Goal: Copy every row below word for word, keeping each line in the same order.

Data shown:

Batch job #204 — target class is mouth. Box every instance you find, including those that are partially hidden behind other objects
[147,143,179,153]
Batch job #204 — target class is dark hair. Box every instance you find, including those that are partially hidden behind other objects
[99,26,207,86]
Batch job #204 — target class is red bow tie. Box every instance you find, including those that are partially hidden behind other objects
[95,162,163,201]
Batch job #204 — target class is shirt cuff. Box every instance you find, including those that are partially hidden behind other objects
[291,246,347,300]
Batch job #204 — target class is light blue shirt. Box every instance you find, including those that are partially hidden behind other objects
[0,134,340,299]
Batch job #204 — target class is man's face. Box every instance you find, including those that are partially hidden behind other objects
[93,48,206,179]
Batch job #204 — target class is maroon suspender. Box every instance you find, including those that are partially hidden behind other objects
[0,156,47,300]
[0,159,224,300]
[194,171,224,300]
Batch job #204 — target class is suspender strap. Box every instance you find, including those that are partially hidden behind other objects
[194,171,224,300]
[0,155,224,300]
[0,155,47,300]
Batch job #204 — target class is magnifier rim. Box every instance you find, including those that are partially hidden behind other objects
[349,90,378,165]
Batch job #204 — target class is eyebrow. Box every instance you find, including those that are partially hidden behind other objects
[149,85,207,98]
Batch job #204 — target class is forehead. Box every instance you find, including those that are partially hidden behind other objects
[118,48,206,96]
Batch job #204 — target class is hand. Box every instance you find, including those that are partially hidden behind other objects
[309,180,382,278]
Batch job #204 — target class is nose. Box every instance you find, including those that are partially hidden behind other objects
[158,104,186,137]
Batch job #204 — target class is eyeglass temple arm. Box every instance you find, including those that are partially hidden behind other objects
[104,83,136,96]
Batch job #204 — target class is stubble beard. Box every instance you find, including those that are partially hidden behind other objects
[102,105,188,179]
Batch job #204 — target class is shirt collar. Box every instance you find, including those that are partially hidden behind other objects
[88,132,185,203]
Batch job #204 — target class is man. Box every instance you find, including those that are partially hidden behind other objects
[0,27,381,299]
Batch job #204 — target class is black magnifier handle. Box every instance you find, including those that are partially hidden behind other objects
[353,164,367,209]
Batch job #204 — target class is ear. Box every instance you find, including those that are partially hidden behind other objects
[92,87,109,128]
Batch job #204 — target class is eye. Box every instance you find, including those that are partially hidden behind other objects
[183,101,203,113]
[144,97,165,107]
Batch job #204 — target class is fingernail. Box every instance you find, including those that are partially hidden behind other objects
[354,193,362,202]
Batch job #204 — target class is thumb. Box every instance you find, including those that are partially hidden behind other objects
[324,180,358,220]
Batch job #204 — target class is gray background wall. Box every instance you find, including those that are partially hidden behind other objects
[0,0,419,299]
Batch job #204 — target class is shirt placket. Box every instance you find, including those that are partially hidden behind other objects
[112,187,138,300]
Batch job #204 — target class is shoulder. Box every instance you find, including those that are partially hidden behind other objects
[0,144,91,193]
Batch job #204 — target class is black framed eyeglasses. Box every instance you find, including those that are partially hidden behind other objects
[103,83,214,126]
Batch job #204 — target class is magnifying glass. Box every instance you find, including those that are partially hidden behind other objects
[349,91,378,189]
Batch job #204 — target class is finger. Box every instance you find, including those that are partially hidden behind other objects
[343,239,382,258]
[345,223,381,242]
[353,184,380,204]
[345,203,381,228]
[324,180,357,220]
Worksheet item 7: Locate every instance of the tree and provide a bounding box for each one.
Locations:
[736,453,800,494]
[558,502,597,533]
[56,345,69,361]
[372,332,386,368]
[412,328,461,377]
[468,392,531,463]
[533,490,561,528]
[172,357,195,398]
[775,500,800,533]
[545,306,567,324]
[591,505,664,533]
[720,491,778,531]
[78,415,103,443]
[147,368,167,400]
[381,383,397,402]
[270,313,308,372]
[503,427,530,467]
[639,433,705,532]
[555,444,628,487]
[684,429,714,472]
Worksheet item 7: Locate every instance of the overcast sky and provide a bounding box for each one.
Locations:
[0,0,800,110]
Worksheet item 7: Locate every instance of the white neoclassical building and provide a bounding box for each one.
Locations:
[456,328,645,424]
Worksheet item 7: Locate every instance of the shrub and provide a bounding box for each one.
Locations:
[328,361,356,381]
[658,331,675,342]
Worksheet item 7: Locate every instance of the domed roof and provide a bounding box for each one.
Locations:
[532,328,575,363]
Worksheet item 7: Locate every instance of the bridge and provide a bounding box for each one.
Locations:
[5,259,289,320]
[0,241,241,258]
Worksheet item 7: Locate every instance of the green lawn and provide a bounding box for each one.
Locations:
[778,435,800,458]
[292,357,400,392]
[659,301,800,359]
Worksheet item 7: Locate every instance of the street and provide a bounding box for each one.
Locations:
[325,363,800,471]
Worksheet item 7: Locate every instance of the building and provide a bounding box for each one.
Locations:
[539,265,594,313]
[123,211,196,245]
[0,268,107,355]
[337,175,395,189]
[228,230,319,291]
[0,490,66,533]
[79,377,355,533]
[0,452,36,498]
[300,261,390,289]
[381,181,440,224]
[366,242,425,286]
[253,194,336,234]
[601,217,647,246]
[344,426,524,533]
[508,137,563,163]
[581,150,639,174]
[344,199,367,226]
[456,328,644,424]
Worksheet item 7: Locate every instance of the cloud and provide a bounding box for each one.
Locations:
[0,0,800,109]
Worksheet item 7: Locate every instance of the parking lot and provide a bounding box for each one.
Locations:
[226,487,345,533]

Solution to the exercise:
Batch job #204 — target class is mouth. Box every instance you find, including those that are partially hidden behind other objects
[147,143,179,153]
Batch job #204 — target class is dark hair. Box every instance you find, including those that are partially hidden behind other objects
[99,26,207,86]
Batch job #204 — target class is red bow tie. Box every instance you find, including those that are partially hidden behind other objects
[95,162,163,201]
Batch job #204 — target class is shirt cuff. Box every instance you find, including those that are partially hidden behind other objects
[291,246,347,300]
Batch job #204 — target class is light blue shirt. Box every instance you find, including those that are partially hidden behind other objects
[0,134,340,299]
Batch job #204 — target class is man's face. Box every instance you find, including those that are partially hidden behind other objects
[93,48,206,179]
Batch job #204 — target class is maroon suspender. Box every instance you find, including those that are partially hidden behind other objects
[0,156,47,300]
[0,159,224,300]
[194,171,224,300]
Batch job #204 — target class is suspender strap. Box every instance you find, including those that are partially hidden behind other objects
[194,171,224,300]
[0,155,224,300]
[0,155,47,300]
Batch job #204 — target class is magnifier rim. Box every instance you find, including those that are partially hidden behind other objects
[349,90,378,165]
Batch job #204 — target class is eyebrow. Box every instance you find, including those that are partially hidden behind other objects
[149,85,207,98]
Batch job #204 — target class is forehead. Box every instance you find, including those that are partially hidden behind other objects
[118,48,206,96]
Batch job #204 — target class is hand. Box every instance you find, including those that are partially hidden behind other objects
[309,180,382,278]
Batch job #204 — target class is nose. Box every instance you find, including those that are partially hidden behind other objects
[158,104,186,137]
Batch job #204 — target class is eyeglass temple arm. Box every instance you find, including those that are partially hidden behind other objects
[104,83,136,96]
Batch job #204 — target class is stubble beard. Box every instance you find, including those that are partially hidden behind other objects
[102,105,188,179]
Batch job #204 — target class is shirt collar. Box every instance you find, including those that are partially hidden behind other objects
[88,132,185,203]
Batch job #204 — target class is man. Box every instance you find, including those that are partially hidden behind other objects
[0,27,381,299]
Batch job #204 — target class is black magnifier handle. Box every instance you find, including those that are partially hidden behind other objects
[353,164,367,209]
Batch job #204 — target class is ear. Box every instance you find, including those that are partially hidden behind other objects
[92,87,109,128]
Batch job #204 — target class is eye. Box every instance you find, including those that are partially hidden behind other objects
[183,101,203,113]
[144,97,165,107]
Batch job #204 — target class is fingernail. Box every instance you find, including those that are partially hidden behind other objects
[354,193,362,202]
Batch job #204 — target class is thumb. Box every instance you find, including those that are partially hidden behind other objects
[324,180,358,220]
Batch job #204 — target class is gray background wall. Box every instance you find, including those that are partially hidden behind other objects
[0,0,419,299]
Batch job #204 — target class is shirt placket. Box every instance you find, including those that are partially hidden behind other objects
[112,187,138,300]
Batch job #204 — target class is shoulder. Box every instance you find, including those that are partially hidden behind other objects
[0,144,91,193]
Batch job #204 — target class is black framed eyeglasses. Box every instance you find, including those that are partially hidden behind other objects
[103,83,214,126]
Batch job #204 — target class is magnifying glass. Box every instance you find, including those that are partially hidden behind other objects
[349,91,378,189]
Batch job #204 — target class is finger. Box every instance you find, including those that are partially hidden behind other objects
[343,239,382,258]
[345,223,381,242]
[353,184,380,204]
[345,203,381,228]
[324,180,357,220]
Worksheet item 7: Locate every instance of the tree and provide a bounding box for each one.
Locations:
[736,453,800,494]
[558,502,597,533]
[56,345,69,361]
[372,332,386,368]
[412,328,461,377]
[468,392,531,463]
[533,490,561,528]
[172,357,195,398]
[775,500,800,533]
[545,306,567,324]
[591,505,664,533]
[720,491,778,531]
[78,415,103,443]
[147,368,167,400]
[381,383,397,402]
[270,313,308,372]
[503,427,530,467]
[639,433,705,532]
[555,444,628,487]
[684,429,714,472]
Worksheet item 7: Locate every instance of the overcast sky and provide a bounding box for each one.
Locations:
[0,0,800,110]
Worksheet item 7: Locate every instance of the white neoclassical building and provide a bounding box for each one.
Locations:
[456,328,645,424]
Worksheet item 7: Locate every instance of the shrub and provide a bounding box for each one.
Locations:
[328,361,356,381]
[658,331,675,342]
Worksheet item 7: Locate every instance of the domed roof and provide a bounding box for each one.
Locations:
[532,328,575,363]
Worksheet item 7: Locate every instance of the bridge and provide a bounding box for each one.
Locations:
[5,259,289,320]
[0,241,241,258]
Worksheet item 7: Locate every instance of the green lawn and provide a bounding box for each one.
Locations:
[778,435,800,458]
[292,357,400,392]
[659,301,800,359]
Worksheet item 7: Locate every instance of the street and provide a bounding box for each one.
Locations:
[325,363,800,471]
Worksheet item 7: Locate every instance of the building and provide a bounding box for each one.
Locations:
[539,265,594,313]
[123,211,196,245]
[0,268,107,355]
[337,175,395,189]
[228,230,319,291]
[0,490,66,533]
[79,377,355,533]
[0,452,36,498]
[300,261,390,289]
[381,181,440,224]
[366,242,425,286]
[253,194,336,234]
[601,217,647,246]
[344,426,524,533]
[508,137,563,163]
[581,150,639,174]
[344,199,367,226]
[456,328,644,424]
Worksheet item 7: Locate every instance of the cloud and provide a bounding box for each one.
Locations:
[0,0,800,109]
Worksheet item 7: Locate every instance of the parking lot and provide a bounding box for each one.
Locations:
[226,487,345,533]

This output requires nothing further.